__PROBLEM DESCRIPTION__.
Copy each line of the records below that contains the string "palm". Letter case matters.

Data records

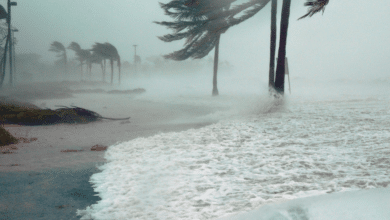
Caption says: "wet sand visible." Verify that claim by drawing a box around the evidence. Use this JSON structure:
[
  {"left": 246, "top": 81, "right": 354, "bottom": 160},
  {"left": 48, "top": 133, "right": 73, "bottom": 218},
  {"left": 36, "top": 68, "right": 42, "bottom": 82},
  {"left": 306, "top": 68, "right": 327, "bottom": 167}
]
[{"left": 0, "top": 81, "right": 219, "bottom": 219}]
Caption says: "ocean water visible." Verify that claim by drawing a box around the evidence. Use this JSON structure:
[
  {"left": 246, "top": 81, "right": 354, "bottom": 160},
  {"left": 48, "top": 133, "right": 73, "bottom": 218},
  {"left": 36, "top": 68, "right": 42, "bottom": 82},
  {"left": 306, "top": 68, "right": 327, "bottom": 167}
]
[{"left": 77, "top": 77, "right": 390, "bottom": 219}]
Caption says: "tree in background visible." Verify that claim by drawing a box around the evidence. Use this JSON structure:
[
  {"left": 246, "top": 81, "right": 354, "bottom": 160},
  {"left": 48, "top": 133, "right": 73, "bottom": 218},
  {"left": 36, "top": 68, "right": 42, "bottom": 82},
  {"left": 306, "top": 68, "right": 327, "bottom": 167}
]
[
  {"left": 268, "top": 0, "right": 278, "bottom": 93},
  {"left": 91, "top": 43, "right": 121, "bottom": 84},
  {"left": 155, "top": 0, "right": 234, "bottom": 96},
  {"left": 155, "top": 0, "right": 269, "bottom": 96},
  {"left": 87, "top": 52, "right": 104, "bottom": 76},
  {"left": 49, "top": 41, "right": 68, "bottom": 74},
  {"left": 68, "top": 42, "right": 91, "bottom": 79},
  {"left": 275, "top": 0, "right": 329, "bottom": 95}
]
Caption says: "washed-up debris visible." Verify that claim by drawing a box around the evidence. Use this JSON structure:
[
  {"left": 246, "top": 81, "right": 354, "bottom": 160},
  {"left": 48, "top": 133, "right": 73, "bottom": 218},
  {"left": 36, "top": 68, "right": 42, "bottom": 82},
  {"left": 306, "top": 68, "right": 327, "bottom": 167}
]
[
  {"left": 61, "top": 149, "right": 83, "bottom": 153},
  {"left": 0, "top": 106, "right": 130, "bottom": 126},
  {"left": 0, "top": 126, "right": 18, "bottom": 146},
  {"left": 91, "top": 144, "right": 107, "bottom": 151}
]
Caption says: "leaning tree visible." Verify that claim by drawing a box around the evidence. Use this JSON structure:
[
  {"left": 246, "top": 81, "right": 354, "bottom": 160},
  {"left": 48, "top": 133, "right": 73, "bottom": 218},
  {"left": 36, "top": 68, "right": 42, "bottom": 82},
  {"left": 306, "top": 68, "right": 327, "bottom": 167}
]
[
  {"left": 68, "top": 42, "right": 91, "bottom": 75},
  {"left": 49, "top": 41, "right": 67, "bottom": 74},
  {"left": 91, "top": 43, "right": 121, "bottom": 84},
  {"left": 155, "top": 0, "right": 235, "bottom": 96}
]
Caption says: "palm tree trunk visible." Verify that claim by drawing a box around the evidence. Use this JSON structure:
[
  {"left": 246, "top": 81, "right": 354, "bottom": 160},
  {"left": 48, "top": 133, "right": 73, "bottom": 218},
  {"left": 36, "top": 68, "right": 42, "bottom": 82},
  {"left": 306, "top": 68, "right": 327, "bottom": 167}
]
[
  {"left": 103, "top": 59, "right": 106, "bottom": 82},
  {"left": 212, "top": 35, "right": 221, "bottom": 96},
  {"left": 275, "top": 0, "right": 291, "bottom": 95},
  {"left": 100, "top": 60, "right": 104, "bottom": 82},
  {"left": 110, "top": 59, "right": 114, "bottom": 85},
  {"left": 64, "top": 51, "right": 68, "bottom": 74},
  {"left": 268, "top": 0, "right": 278, "bottom": 93},
  {"left": 118, "top": 58, "right": 121, "bottom": 85}
]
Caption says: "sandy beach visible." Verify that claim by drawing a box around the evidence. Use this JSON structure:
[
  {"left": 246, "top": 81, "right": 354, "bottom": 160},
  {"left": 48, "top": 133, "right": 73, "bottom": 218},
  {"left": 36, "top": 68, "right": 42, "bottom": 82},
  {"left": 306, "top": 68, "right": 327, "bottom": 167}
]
[{"left": 0, "top": 82, "right": 216, "bottom": 219}]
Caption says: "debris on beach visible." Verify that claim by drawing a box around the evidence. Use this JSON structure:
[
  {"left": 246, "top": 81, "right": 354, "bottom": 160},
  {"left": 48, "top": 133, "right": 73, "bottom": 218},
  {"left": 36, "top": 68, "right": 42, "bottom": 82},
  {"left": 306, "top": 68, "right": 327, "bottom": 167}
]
[
  {"left": 0, "top": 103, "right": 130, "bottom": 126},
  {"left": 61, "top": 149, "right": 83, "bottom": 153},
  {"left": 91, "top": 144, "right": 107, "bottom": 151},
  {"left": 0, "top": 126, "right": 18, "bottom": 146}
]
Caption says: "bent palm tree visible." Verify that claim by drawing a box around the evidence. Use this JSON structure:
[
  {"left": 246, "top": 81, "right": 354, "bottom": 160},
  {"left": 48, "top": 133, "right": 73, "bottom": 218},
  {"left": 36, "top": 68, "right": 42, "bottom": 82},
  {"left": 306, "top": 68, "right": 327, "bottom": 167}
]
[
  {"left": 268, "top": 0, "right": 278, "bottom": 93},
  {"left": 155, "top": 0, "right": 235, "bottom": 96},
  {"left": 49, "top": 41, "right": 67, "bottom": 74},
  {"left": 91, "top": 43, "right": 121, "bottom": 84},
  {"left": 68, "top": 42, "right": 91, "bottom": 74},
  {"left": 86, "top": 52, "right": 104, "bottom": 76}
]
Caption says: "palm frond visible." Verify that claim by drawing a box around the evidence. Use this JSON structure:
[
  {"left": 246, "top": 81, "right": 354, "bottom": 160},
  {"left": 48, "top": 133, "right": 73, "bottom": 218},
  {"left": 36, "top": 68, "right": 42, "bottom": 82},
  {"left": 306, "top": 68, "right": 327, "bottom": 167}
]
[{"left": 298, "top": 0, "right": 329, "bottom": 20}]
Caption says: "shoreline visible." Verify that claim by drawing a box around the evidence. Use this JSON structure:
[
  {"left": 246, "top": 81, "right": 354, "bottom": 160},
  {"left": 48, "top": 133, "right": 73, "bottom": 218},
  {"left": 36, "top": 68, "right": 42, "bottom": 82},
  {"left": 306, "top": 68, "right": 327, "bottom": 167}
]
[{"left": 0, "top": 81, "right": 221, "bottom": 220}]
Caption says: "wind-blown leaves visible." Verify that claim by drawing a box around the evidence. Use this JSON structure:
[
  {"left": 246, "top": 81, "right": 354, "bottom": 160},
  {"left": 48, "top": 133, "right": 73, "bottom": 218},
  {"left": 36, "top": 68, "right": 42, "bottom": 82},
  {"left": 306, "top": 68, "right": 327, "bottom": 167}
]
[
  {"left": 298, "top": 0, "right": 329, "bottom": 20},
  {"left": 49, "top": 41, "right": 67, "bottom": 68},
  {"left": 49, "top": 41, "right": 65, "bottom": 53}
]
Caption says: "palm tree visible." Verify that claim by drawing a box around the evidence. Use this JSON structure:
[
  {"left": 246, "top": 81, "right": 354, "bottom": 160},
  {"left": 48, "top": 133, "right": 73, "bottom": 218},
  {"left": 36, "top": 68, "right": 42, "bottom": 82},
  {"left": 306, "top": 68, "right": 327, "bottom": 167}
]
[
  {"left": 298, "top": 0, "right": 329, "bottom": 20},
  {"left": 275, "top": 0, "right": 329, "bottom": 95},
  {"left": 68, "top": 42, "right": 91, "bottom": 74},
  {"left": 155, "top": 0, "right": 235, "bottom": 96},
  {"left": 91, "top": 43, "right": 121, "bottom": 84},
  {"left": 49, "top": 41, "right": 68, "bottom": 74},
  {"left": 87, "top": 52, "right": 104, "bottom": 76},
  {"left": 268, "top": 0, "right": 278, "bottom": 93}
]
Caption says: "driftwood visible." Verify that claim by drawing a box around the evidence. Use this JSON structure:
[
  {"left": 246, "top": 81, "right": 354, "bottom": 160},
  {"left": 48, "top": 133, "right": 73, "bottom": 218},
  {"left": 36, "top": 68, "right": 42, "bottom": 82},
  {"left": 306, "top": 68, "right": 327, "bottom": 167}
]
[{"left": 0, "top": 106, "right": 130, "bottom": 126}]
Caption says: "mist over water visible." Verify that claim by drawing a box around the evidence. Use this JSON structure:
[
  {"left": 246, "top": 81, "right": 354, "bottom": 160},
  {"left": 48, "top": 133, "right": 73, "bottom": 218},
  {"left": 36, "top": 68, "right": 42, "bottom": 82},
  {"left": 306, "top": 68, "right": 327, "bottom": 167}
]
[{"left": 0, "top": 0, "right": 390, "bottom": 219}]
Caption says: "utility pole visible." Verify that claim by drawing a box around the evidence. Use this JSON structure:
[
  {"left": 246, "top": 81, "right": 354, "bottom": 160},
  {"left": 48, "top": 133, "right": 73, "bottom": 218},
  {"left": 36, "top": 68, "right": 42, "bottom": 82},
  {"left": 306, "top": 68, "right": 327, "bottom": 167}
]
[
  {"left": 133, "top": 44, "right": 138, "bottom": 72},
  {"left": 7, "top": 0, "right": 17, "bottom": 86}
]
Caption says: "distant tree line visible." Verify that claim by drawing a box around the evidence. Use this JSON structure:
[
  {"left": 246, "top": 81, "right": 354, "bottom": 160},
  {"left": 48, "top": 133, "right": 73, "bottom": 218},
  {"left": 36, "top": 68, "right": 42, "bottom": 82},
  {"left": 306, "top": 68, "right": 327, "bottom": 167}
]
[
  {"left": 49, "top": 41, "right": 121, "bottom": 84},
  {"left": 155, "top": 0, "right": 329, "bottom": 96}
]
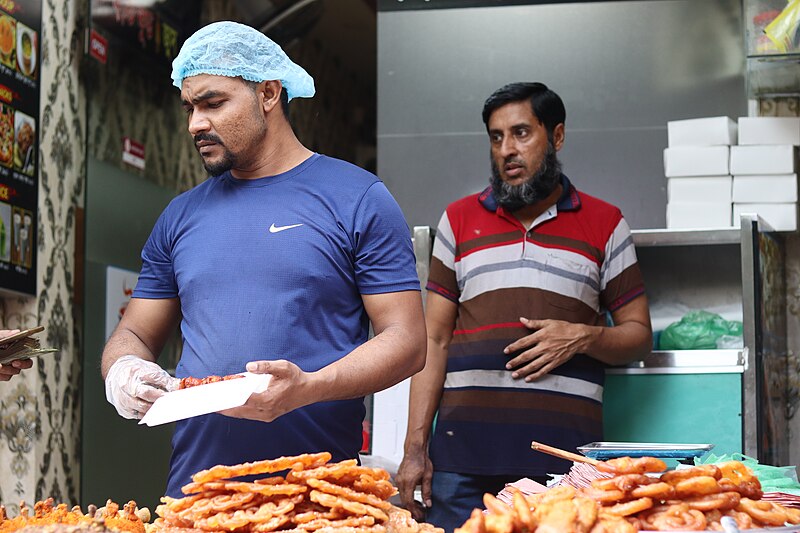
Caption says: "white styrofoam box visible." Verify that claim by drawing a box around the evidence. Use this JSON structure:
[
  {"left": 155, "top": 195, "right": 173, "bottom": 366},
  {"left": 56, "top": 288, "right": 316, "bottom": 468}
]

__RESULT FOR THIS TASK__.
Caption says: "palm tree trunk visible." Verify that claim by drawing a box around the evidence. Use this JSON structure:
Caption says: "bent palm tree visible." Verify that claim by drawing a box around the evidence. Use this JSON structure:
Caption says: "palm frond visible." Verify that claim by drawing a box around the evidence. Use this JSON structure:
Caption says: "palm tree visible." Verify that claim by drawing a box around the evidence. Use this JSON structure:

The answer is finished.